START DATA TO PROCESS

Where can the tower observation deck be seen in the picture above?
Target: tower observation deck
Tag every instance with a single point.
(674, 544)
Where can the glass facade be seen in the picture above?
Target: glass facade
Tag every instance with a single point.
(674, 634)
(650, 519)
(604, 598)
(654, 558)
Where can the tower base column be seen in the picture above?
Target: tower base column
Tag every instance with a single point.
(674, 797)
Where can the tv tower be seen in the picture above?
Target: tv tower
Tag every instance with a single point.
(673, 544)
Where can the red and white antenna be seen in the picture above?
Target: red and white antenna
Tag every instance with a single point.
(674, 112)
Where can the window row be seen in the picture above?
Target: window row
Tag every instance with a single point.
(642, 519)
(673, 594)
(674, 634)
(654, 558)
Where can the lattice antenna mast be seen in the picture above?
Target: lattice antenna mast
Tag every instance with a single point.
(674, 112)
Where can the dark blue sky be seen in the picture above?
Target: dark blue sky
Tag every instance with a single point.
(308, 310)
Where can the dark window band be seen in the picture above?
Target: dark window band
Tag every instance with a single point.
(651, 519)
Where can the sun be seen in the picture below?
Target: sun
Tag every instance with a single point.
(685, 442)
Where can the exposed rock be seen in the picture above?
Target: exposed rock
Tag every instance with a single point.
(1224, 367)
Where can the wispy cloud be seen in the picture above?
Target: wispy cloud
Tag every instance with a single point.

END DATA TO PROCESS

TASK INSTRUCTIONS
Look through the entries, and return every line that the word "rock" appears in.

ANSWER BOX
Where can the exposed rock be seen in the picture above?
Target: exposed rock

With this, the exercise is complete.